Repeat the lines from the start of the records through the line containing "63;55;701;740", including that line. Omit the pictures.

Records of labeled boxes:

☆ ☆ ☆ ☆ ☆ ☆ ☆

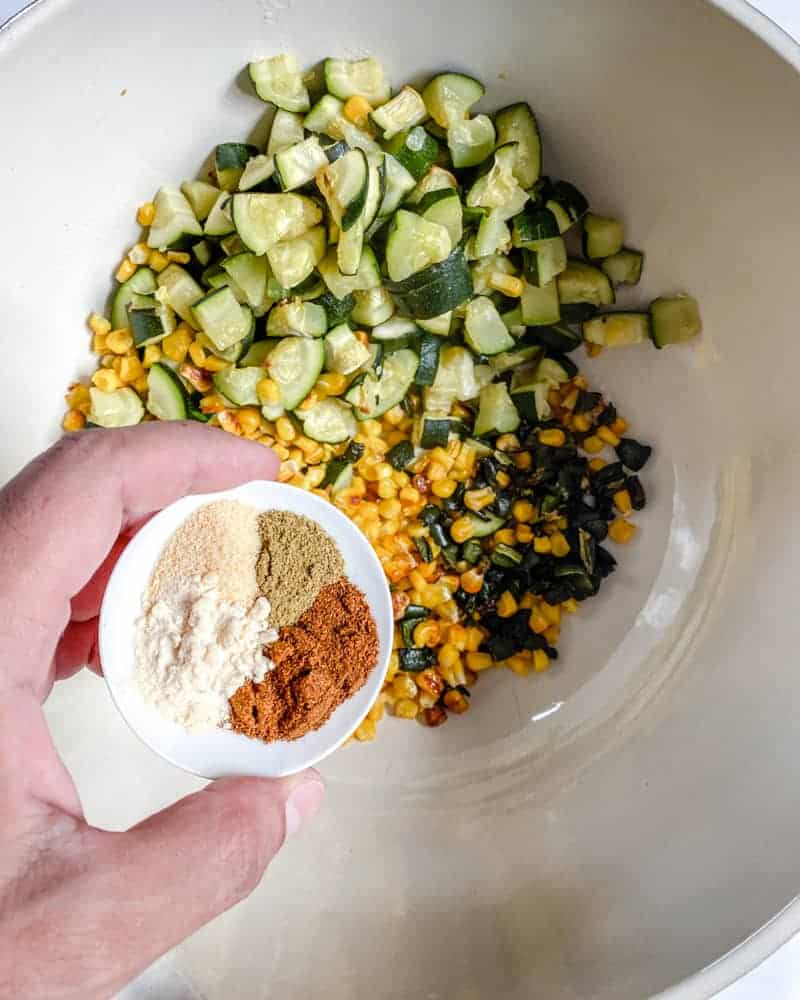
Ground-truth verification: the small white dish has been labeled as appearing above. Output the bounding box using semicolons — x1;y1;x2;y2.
100;481;393;778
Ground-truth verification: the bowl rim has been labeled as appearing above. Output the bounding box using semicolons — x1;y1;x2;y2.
6;0;800;984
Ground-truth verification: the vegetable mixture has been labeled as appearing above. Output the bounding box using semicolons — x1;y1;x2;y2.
63;55;701;740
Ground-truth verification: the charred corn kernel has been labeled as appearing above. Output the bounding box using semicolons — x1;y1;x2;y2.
467;625;483;652
147;250;169;274
353;718;378;743
106;330;133;354
314;372;347;396
614;490;633;514
489;271;525;299
275;417;297;443
128;237;150;267
581;434;605;455
92;368;122;392
497;590;519;618
88;313;111;337
378;499;403;521
595;426;619;448
115;257;136;281
394;698;419;719
119;354;144;385
466;652;492;674
256;378;281;403
450;517;475;545
442;689;469;715
203;354;230;372
161;323;194;364
236;406;261;437
436;641;461;670
414;619;442;648
608;517;636;545
495;434;519;451
610;417;628;437
464;486;495;511
200;392;227;414
538;427;567;448
61;410;86;431
189;340;208;368
431;479;458;500
505;653;531;677
136;201;156;226
533;649;550;674
511;500;536;524
514;524;533;545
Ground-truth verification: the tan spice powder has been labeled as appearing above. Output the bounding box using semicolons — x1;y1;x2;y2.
256;510;344;628
230;580;378;742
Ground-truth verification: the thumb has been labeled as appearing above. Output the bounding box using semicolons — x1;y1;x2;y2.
76;771;324;990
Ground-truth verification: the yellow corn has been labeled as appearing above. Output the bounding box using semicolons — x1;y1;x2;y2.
115;257;136;281
466;652;492;674
88;313;111;336
450;517;475;545
497;590;519;618
61;410;86;431
136;201;156;226
581;434;605;455
342;94;372;128
608;517;636;545
489;271;525;299
538;427;567;448
92;368;122;392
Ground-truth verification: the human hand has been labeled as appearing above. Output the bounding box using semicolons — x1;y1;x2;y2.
0;423;323;1000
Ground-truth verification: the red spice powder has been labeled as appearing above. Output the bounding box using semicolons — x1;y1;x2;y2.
230;579;378;743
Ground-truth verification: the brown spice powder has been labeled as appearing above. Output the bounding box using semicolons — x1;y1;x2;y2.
256;510;344;628
230;579;378;743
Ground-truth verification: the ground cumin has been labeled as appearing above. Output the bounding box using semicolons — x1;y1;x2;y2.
230;579;378;742
256;510;344;628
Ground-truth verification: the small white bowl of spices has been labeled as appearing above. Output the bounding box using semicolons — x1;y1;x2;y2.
100;482;393;778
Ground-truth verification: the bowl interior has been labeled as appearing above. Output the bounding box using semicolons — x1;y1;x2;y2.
100;482;393;778
0;0;800;1000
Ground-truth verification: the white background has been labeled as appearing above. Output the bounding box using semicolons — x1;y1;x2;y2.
0;0;800;1000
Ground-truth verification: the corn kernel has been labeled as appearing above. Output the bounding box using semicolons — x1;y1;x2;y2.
92;368;122;392
61;410;86;431
608;517;636;545
115;257;136;282
497;590;519;618
581;434;605;455
342;94;372;128
136;201;156;226
394;698;419;719
595;426;619;448
88;313;111;336
538;427;567;448
466;652;492;674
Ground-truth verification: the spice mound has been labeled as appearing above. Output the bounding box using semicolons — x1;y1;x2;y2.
231;579;378;741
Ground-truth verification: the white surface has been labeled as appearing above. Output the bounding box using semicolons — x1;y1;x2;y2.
100;482;394;778
0;0;800;1000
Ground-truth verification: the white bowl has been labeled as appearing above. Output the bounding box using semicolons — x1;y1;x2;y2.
0;0;800;1000
100;482;394;778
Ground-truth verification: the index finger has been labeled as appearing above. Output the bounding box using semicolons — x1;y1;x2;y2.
0;422;278;696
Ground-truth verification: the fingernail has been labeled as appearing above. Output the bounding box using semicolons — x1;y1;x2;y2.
286;778;325;837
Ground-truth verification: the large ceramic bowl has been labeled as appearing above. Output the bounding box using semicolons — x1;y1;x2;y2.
0;0;800;1000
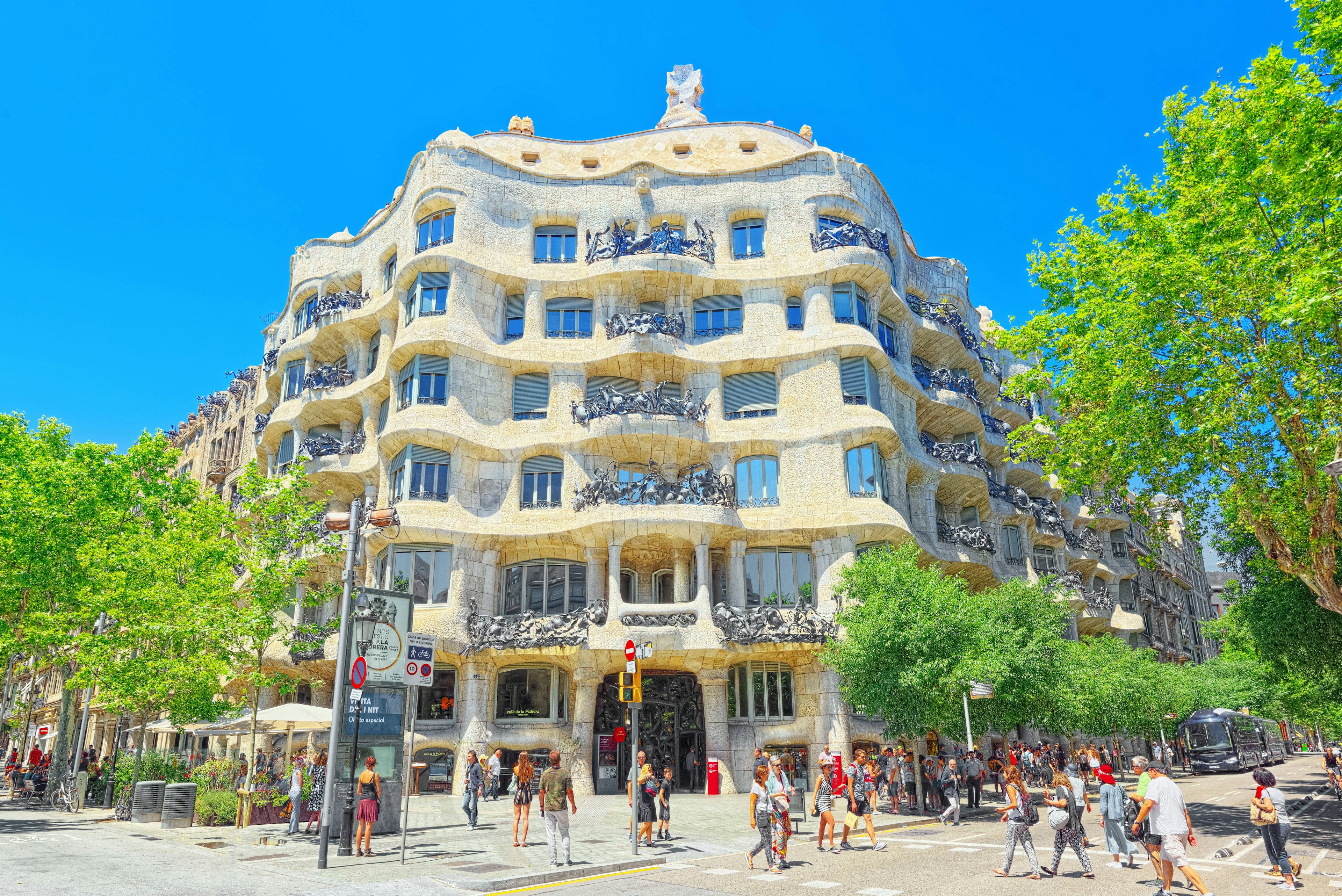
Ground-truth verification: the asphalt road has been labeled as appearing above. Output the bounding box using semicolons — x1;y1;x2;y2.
513;757;1342;896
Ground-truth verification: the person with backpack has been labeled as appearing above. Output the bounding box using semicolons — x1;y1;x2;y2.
993;765;1039;880
1043;771;1095;880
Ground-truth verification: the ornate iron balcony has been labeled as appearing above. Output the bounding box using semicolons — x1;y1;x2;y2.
415;236;452;255
573;460;737;511
586;219;717;264
810;221;890;258
570;382;709;424
937;519;997;554
605;311;684;339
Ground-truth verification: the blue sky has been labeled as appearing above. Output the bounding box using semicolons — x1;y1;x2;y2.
0;0;1296;480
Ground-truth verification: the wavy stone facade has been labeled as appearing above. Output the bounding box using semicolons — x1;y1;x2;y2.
244;89;1186;793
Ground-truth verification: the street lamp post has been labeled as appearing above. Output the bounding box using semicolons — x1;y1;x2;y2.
336;595;382;856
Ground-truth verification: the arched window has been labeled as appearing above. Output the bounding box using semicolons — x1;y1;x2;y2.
522;455;564;510
503;559;586;616
415;208;456;255
727;660;797;720
494;665;569;722
737;455;778;507
535;227;578;264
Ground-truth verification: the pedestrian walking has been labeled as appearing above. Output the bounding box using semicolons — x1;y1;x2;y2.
513;750;531;846
462;750;484;830
354;757;382;856
993;765;1039;880
1041;771;1095;879
1133;762;1208;896
303;750;326;834
1249;768;1300;889
746;766;778;875
1096;765;1133;868
540;750;578;868
810;755;839;853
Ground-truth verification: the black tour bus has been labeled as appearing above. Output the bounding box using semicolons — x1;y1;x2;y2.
1179;709;1286;771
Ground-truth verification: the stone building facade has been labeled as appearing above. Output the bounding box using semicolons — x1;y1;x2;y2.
233;70;1186;793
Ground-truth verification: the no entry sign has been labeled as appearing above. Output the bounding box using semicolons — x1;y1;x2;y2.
349;656;368;688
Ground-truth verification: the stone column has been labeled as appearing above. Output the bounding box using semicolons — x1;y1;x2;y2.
671;547;690;604
727;541;751;606
699;668;737;793
569;665;603;797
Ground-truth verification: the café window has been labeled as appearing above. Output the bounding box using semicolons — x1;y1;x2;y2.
727;660;797;722
503;559;586;616
415;668;456;722
494;665;569;722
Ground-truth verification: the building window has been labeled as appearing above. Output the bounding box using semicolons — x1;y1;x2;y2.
876;317;899;360
722;370;778;420
727;660;797;720
834;282;871;330
845;441;886;498
737;455;778;507
284;361;307;398
494;665;569;722
503;295;526;342
522;455;564;510
731;217;764;261
545;299;592;339
389;445;452;503
694;295;743;337
513;373;550;420
1033;544;1058;576
745;547;812;606
415;208;456;255
374;544;452;604
535;227;578;264
416;668;456;719
503;559;586;616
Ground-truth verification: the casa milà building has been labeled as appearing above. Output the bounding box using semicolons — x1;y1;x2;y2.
256;67;1142;793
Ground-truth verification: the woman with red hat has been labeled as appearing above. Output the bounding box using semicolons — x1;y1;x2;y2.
1095;765;1133;868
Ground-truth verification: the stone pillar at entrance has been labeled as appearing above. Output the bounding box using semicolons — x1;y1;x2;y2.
569;665;603;797
699;668;737;793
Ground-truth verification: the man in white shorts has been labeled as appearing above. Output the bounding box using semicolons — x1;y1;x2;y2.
1133;762;1211;896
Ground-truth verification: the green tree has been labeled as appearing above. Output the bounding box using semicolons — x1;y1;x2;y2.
1000;9;1342;613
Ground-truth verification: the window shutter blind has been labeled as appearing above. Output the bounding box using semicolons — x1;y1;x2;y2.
522;455;564;474
586;377;636;398
722;371;778;413
694;295;741;311
545;296;592;311
513;373;550;413
839;358;867;398
405;445;452;464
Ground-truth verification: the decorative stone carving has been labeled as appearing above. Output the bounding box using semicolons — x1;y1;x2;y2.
573;460;737;511
658;63;709;128
713;604;839;644
620;613;699;629
569;382;709;424
810;221;890;258
605;311;684;339
586;219;717;264
463;598;607;656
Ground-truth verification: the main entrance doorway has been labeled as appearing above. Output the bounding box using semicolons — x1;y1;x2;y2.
592;672;705;794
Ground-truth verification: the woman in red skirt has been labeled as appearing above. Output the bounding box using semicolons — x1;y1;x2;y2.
354;757;382;856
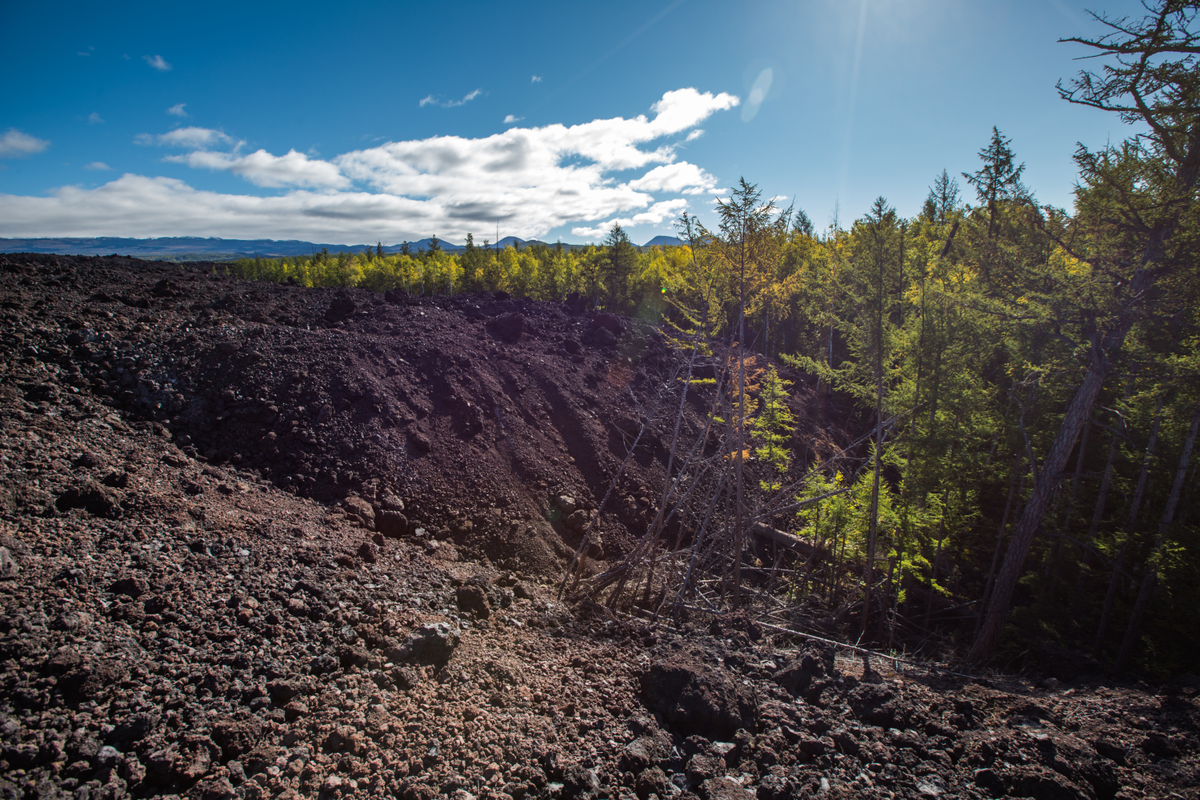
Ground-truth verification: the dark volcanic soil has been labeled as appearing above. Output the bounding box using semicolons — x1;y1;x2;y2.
0;255;1200;800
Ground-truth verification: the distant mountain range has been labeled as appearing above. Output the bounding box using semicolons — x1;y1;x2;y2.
0;236;683;261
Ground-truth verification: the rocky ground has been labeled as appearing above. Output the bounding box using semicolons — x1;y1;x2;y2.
0;255;1200;800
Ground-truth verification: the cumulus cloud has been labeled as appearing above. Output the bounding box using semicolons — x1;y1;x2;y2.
133;126;241;150
629;161;716;194
142;55;170;72
0;128;50;158
418;89;484;108
166;150;350;188
0;89;738;243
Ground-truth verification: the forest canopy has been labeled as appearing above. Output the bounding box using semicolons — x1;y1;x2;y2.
228;0;1200;670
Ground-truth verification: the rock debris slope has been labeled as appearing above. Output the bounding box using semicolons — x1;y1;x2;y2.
0;255;1200;800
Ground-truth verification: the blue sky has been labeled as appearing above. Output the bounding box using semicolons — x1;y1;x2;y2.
0;0;1144;245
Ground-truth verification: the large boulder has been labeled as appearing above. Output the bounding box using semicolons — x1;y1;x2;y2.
641;652;755;739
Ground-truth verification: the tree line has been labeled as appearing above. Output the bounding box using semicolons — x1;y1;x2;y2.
230;0;1200;670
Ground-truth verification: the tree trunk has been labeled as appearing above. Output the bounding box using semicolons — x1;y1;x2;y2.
1114;404;1200;672
1070;424;1120;619
967;227;1166;663
1092;397;1163;657
967;352;1108;664
974;455;1025;636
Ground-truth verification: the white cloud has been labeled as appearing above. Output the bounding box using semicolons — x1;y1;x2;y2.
0;175;442;243
133;126;241;150
142;55;170;72
418;89;484;108
571;199;688;240
166;150;350;188
629;161;716;194
0;128;50;158
0;89;738;243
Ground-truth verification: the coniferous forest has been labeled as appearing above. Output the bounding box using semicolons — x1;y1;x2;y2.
220;0;1200;673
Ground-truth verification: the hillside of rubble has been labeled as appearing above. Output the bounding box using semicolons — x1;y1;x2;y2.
0;254;1200;800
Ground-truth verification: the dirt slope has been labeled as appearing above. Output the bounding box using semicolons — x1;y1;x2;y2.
0;255;1200;800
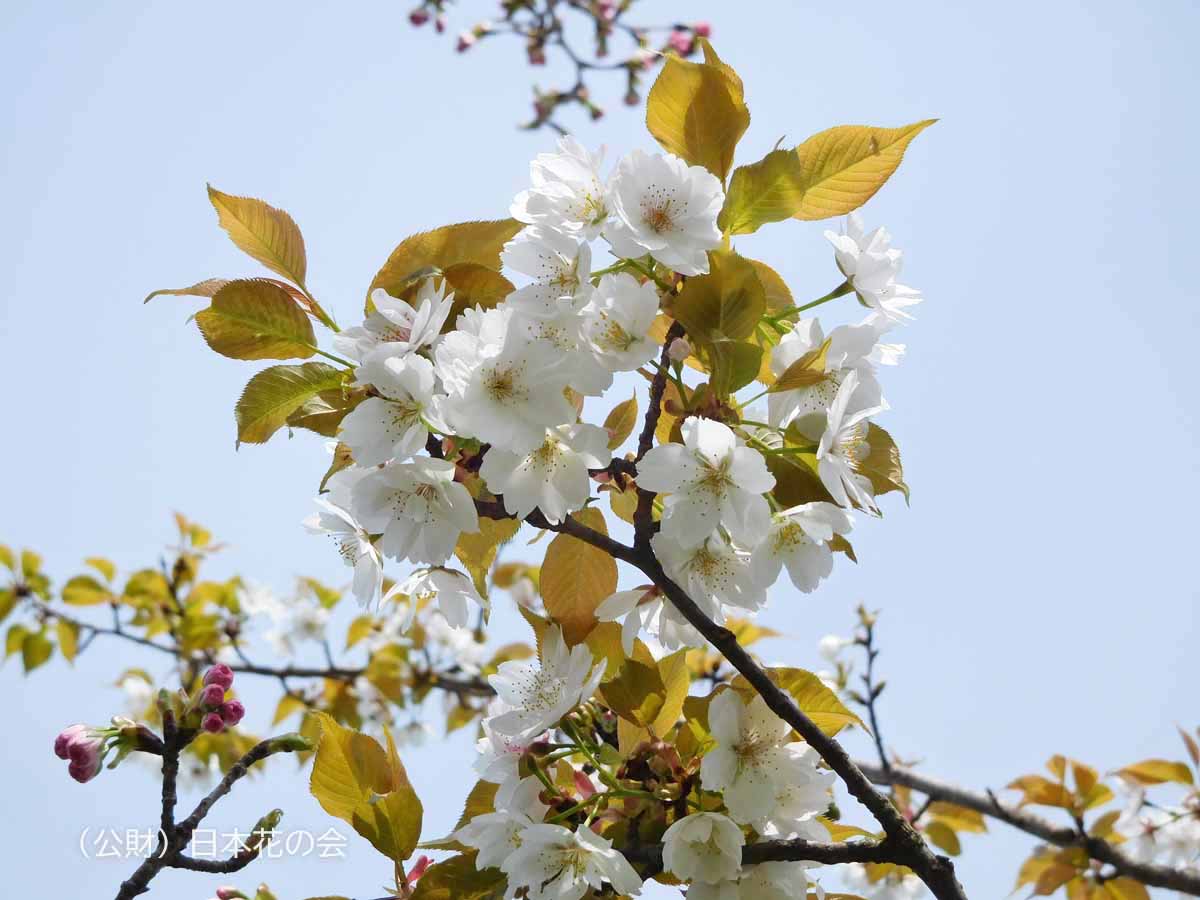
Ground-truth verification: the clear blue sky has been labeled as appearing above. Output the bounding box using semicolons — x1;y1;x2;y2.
0;0;1200;900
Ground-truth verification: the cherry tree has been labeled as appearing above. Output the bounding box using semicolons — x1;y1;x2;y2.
0;19;1200;900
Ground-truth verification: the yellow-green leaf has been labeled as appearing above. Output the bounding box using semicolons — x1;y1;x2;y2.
62;575;113;606
310;713;422;863
1117;760;1194;785
858;422;908;500
454;516;521;596
142;278;229;304
646;56;750;181
718;150;804;234
209;185;308;287
604;392;637;450
925;818;962;857
20;631;54;674
234;362;344;444
792;119;937;220
671;251;767;342
54;619;79;662
196;278;317;359
769;337;832;394
366;218;523;314
732;667;866;734
541;508;617;646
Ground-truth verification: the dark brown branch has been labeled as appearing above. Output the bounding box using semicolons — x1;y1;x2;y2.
859;763;1200;896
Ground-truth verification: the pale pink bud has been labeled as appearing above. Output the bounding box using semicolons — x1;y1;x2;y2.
407;853;433;887
667;31;695;56
54;725;88;760
204;662;233;690
200;684;224;707
217;700;246;728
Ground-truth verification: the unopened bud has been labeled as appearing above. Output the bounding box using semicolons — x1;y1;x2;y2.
667;337;691;362
200;684;224;707
204;662;233;690
217;700;246;728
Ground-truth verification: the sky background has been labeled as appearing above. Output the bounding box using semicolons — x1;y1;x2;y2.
0;0;1200;900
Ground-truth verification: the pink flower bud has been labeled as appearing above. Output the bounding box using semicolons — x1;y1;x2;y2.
667;337;691;362
667;31;695;56
54;725;88;760
217;700;246;728
407;853;433;887
200;684;224;707
204;662;233;690
54;725;104;784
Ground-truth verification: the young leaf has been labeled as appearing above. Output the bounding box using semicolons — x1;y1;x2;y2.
718;150;804;234
234;362;344;444
142;278;229;304
770;337;830;394
209;185;308;287
366;218;523;314
671;251;767;342
646;56;750;181
308;713;422;863
1117;760;1194;785
792;119;937;220
196;278;317;359
541;509;617;646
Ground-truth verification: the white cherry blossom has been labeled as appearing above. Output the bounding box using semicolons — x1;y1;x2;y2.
500;226;593;318
581;272;659;372
500;824;642;900
650;532;766;624
750;503;853;594
338;350;446;466
479;424;612;524
605;150;725;275
438;341;576;454
454;775;550;869
700;690;827;824
662;812;745;883
304;498;383;606
824;212;922;329
767;319;892;439
637;419;775;546
487;625;605;738
817;371;886;512
389;568;487;629
353;456;479;565
510;136;608;240
334;278;454;361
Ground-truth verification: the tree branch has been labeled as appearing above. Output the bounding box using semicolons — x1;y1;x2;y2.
858;763;1200;896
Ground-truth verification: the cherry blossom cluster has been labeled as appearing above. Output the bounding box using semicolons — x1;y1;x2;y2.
454;626;835;900
308;138;919;650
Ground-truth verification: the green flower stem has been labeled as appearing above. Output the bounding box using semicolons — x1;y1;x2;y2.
766;280;854;324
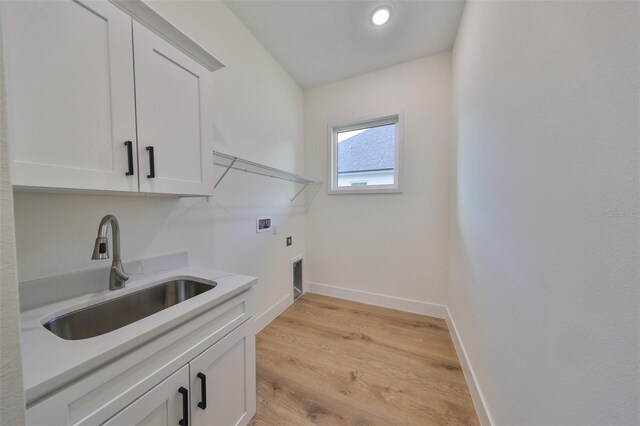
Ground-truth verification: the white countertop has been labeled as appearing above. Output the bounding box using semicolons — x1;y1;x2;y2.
20;267;257;403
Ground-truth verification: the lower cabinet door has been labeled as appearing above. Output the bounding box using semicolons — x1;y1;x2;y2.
189;319;256;426
104;365;191;426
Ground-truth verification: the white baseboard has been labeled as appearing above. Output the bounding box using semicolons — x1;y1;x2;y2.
446;308;495;425
255;293;293;334
304;282;447;319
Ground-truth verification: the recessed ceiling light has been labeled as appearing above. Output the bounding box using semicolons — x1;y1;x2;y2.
371;7;391;25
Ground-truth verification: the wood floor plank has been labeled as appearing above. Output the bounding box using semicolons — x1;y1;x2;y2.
251;293;478;426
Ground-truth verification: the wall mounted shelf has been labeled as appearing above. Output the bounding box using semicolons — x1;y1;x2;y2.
213;151;322;203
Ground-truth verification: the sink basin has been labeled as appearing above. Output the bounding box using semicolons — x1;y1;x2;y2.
43;279;216;340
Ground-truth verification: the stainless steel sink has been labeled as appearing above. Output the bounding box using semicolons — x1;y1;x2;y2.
43;280;216;340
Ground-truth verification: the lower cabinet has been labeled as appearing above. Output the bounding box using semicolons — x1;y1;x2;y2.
189;320;256;426
103;321;256;426
104;365;189;426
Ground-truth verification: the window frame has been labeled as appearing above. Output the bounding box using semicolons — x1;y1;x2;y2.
327;111;404;195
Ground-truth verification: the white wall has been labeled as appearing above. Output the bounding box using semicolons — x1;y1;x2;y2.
449;1;640;424
0;30;24;425
15;1;305;322
305;53;451;303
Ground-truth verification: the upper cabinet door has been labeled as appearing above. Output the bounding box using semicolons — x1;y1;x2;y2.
1;0;138;191
133;21;213;195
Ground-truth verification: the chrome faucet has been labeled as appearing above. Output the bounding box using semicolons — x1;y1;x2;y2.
91;214;129;290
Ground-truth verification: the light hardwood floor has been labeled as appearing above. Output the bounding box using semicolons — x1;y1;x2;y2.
250;293;478;426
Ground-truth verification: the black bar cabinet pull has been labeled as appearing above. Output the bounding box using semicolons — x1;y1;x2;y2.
196;373;207;410
147;146;156;179
124;141;133;176
178;386;189;426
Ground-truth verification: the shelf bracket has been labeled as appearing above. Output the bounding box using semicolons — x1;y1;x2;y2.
213;157;238;189
291;182;309;204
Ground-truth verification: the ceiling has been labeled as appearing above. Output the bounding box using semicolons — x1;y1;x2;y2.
226;0;464;89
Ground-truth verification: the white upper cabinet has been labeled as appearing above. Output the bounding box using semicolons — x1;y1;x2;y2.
133;22;213;195
0;0;222;195
2;1;138;191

☆ ☆ ☆ ☆ ☆ ☆ ☆

Right answer:
Ground-truth verification: the small white dish has been labeled as appearing above. Output the bounding box using semicolons — x1;y1;x2;y2.
100;481;393;778
Ground-truth verification: the bowl rim has been labeled as appearing above. Output the bounding box using semicolons — x1;y1;x2;y2.
6;0;800;984
Ground-truth verification: the vegetable mixture has been labeled as appearing above. Output the bounding box using semicolons — x1;y1;x2;y2.
63;55;701;740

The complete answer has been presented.